++++ Given data
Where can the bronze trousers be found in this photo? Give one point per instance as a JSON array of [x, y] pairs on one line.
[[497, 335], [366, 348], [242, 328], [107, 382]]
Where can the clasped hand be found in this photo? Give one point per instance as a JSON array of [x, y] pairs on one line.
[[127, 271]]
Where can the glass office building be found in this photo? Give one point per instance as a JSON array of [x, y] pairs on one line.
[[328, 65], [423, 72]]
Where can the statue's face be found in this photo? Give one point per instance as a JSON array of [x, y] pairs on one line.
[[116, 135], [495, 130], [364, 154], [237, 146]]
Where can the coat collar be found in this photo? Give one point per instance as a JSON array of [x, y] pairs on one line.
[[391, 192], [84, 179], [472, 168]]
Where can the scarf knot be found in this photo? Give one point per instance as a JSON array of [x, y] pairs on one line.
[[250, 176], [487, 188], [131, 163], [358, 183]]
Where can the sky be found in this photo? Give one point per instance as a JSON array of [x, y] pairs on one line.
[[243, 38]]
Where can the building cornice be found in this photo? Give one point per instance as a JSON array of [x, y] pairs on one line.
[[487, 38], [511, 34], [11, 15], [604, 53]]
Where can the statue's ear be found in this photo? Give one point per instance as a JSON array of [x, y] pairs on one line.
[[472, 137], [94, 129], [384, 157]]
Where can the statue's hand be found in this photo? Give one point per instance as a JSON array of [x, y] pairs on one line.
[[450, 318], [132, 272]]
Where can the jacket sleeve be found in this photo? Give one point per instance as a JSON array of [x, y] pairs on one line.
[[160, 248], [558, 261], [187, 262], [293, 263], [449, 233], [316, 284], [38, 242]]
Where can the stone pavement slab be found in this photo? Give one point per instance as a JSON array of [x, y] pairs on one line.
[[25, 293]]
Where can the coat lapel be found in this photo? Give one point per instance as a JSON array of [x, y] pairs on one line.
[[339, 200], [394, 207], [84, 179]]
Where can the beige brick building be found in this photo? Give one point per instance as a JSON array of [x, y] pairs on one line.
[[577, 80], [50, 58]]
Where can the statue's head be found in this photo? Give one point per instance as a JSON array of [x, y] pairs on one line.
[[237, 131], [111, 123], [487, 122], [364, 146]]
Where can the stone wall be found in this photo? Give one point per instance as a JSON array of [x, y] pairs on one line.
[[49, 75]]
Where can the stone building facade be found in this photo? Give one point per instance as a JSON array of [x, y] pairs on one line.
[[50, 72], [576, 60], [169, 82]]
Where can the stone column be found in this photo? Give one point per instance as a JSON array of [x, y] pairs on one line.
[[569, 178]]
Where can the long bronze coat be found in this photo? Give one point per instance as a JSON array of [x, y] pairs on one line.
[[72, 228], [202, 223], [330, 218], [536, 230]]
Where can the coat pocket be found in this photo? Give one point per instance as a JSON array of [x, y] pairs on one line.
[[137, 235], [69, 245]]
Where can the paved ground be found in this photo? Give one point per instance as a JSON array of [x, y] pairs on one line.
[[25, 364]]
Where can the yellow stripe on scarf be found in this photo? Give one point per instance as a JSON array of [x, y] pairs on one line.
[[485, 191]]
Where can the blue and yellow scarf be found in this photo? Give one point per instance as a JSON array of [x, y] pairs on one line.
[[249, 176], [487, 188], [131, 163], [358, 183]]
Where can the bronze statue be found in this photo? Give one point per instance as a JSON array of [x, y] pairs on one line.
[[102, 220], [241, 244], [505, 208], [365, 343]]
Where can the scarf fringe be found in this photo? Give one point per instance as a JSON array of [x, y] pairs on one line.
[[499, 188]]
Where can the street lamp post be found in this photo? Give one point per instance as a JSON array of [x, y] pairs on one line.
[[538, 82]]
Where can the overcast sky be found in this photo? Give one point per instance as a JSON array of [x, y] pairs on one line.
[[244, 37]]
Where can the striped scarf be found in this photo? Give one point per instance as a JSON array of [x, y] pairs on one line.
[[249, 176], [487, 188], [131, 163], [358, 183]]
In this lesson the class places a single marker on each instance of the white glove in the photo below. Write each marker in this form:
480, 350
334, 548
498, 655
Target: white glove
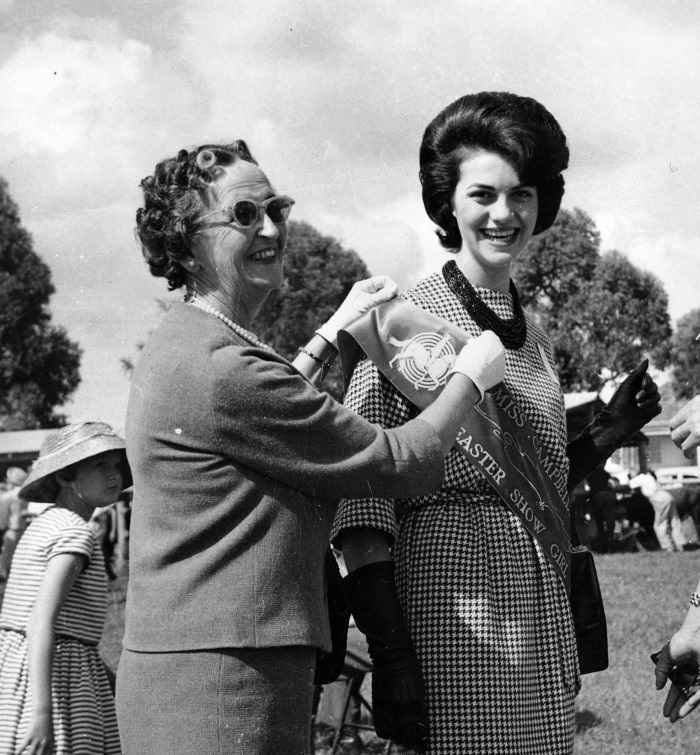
482, 360
362, 297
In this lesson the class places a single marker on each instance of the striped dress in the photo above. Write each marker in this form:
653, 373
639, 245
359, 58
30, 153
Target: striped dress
489, 618
84, 717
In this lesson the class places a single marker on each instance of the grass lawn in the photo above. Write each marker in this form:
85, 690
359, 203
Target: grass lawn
618, 711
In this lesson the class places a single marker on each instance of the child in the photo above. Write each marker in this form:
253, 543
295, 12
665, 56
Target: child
54, 691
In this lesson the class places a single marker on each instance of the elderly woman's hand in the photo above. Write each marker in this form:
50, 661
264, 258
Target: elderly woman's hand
685, 428
363, 296
682, 650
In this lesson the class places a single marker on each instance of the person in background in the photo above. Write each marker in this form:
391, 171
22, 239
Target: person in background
238, 464
11, 517
683, 649
667, 522
55, 694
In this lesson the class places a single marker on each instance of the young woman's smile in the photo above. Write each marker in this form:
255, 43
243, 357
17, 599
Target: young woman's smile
495, 214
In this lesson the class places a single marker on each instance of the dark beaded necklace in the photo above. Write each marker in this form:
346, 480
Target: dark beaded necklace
511, 332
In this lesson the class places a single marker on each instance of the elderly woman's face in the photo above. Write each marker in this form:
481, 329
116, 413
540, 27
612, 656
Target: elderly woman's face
495, 212
241, 258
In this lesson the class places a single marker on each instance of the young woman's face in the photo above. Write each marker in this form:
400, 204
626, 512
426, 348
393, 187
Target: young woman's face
241, 259
495, 212
98, 480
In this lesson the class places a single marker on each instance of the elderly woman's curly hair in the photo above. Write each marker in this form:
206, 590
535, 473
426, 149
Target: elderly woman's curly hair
518, 128
173, 202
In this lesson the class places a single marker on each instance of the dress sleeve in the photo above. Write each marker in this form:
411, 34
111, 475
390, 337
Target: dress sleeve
268, 417
372, 396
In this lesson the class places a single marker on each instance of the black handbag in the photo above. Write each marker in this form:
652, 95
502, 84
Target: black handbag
587, 609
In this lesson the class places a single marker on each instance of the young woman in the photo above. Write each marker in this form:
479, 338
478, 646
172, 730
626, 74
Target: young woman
476, 595
55, 695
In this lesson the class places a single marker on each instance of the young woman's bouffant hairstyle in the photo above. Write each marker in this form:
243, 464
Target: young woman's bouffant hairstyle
519, 129
172, 199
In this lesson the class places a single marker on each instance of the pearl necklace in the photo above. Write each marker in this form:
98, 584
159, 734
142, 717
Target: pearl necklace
511, 332
239, 329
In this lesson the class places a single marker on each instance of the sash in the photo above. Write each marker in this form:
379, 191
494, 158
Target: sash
414, 350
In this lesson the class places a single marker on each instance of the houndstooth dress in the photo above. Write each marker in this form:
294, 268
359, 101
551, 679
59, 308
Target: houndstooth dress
489, 618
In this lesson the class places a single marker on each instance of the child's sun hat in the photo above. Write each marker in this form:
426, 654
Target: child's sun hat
66, 447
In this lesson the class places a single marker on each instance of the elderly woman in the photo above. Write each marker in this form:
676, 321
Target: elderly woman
238, 463
484, 605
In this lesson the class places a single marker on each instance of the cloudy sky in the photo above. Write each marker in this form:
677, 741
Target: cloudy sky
332, 98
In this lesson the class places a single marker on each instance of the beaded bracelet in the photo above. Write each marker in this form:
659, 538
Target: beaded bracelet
318, 360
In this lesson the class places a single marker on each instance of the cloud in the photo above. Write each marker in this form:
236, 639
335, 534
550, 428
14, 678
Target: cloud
333, 100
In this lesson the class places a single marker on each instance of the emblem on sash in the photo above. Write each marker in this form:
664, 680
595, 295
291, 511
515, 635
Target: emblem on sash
425, 359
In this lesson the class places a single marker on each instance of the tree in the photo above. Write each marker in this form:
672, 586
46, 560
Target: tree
319, 274
39, 365
685, 356
603, 314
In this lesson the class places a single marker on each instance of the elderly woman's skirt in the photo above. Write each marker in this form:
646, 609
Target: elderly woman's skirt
247, 701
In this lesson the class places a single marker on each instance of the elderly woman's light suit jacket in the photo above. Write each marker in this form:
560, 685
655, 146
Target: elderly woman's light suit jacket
238, 463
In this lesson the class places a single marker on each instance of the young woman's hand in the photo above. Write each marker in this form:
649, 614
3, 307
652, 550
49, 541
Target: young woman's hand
39, 739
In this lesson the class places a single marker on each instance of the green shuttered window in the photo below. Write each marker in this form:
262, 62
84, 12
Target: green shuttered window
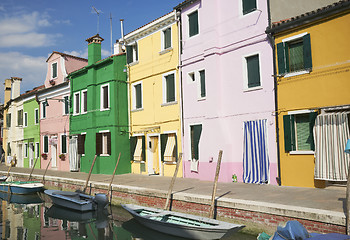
193, 24
294, 55
248, 6
298, 132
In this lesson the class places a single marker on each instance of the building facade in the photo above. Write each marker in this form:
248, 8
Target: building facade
99, 112
312, 55
153, 76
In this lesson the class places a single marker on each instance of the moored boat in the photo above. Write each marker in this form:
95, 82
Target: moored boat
181, 224
77, 201
20, 187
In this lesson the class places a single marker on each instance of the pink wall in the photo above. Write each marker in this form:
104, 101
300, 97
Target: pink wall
225, 38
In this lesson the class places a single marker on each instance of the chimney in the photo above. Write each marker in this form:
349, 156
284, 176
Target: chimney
94, 49
16, 87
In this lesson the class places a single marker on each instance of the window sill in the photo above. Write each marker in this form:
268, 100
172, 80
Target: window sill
168, 104
292, 74
301, 152
166, 51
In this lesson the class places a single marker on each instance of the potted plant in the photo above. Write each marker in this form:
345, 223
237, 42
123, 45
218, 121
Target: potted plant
62, 156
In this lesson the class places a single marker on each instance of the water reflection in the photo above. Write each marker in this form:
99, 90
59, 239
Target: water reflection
28, 217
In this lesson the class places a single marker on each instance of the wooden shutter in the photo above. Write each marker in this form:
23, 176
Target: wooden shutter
202, 80
109, 143
193, 23
248, 6
253, 71
307, 52
312, 117
163, 141
289, 133
129, 56
281, 58
170, 88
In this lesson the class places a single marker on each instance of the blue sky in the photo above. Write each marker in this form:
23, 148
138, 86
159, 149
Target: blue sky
31, 30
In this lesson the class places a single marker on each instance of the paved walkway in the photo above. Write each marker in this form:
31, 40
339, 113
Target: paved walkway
328, 201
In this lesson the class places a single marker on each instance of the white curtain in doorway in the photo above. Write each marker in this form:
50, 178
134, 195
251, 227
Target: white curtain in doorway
331, 131
255, 152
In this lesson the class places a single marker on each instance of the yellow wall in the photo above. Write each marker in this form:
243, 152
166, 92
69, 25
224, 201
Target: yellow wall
151, 66
327, 85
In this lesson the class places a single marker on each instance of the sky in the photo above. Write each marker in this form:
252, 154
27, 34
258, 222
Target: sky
30, 30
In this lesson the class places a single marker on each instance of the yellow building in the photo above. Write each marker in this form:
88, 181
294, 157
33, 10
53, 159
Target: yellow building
313, 96
154, 93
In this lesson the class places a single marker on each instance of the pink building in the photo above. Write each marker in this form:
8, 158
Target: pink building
228, 91
54, 103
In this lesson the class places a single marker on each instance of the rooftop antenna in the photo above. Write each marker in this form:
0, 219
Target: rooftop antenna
98, 18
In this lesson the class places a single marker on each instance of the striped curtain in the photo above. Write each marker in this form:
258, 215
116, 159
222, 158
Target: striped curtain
255, 152
331, 132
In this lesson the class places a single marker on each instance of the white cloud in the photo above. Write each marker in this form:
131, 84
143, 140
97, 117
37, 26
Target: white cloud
31, 69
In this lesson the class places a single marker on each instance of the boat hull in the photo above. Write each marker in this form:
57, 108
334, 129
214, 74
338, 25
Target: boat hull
21, 187
195, 228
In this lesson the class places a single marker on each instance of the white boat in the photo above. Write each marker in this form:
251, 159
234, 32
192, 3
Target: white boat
181, 224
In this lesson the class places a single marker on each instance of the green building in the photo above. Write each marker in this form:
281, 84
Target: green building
99, 112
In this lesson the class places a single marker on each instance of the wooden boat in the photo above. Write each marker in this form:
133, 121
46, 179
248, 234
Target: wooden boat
20, 187
181, 224
77, 201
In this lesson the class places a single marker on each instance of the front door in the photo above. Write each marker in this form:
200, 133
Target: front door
31, 155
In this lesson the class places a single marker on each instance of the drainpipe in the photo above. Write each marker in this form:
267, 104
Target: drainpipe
272, 42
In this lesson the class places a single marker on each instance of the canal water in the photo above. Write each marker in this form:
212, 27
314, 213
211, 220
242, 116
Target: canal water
31, 218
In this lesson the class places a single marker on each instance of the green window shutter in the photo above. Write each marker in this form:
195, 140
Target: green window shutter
167, 38
307, 52
133, 141
312, 120
281, 58
163, 141
249, 6
143, 148
170, 88
196, 131
253, 71
193, 23
98, 143
129, 54
202, 80
289, 133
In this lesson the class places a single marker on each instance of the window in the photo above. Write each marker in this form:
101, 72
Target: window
294, 54
253, 71
84, 101
195, 135
20, 117
54, 70
76, 103
105, 97
25, 150
37, 150
248, 6
66, 105
103, 143
202, 83
298, 131
63, 143
169, 88
193, 24
166, 39
81, 143
36, 116
46, 144
43, 108
25, 119
137, 92
132, 53
8, 120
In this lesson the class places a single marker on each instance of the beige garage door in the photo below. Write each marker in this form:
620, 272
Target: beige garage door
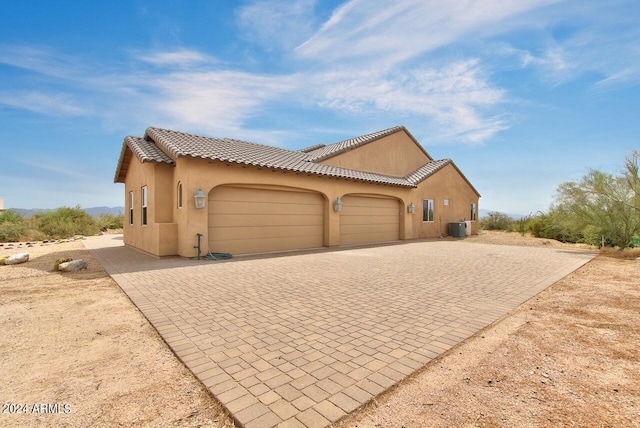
++++++++
> [Problem requirements]
Check the records above and copy each line that has the string "garage".

> [Task solution]
In this lesson the class places a single marker on each instance of the beige garage door in the photo below. Write each marker in this form:
Target: beige garage door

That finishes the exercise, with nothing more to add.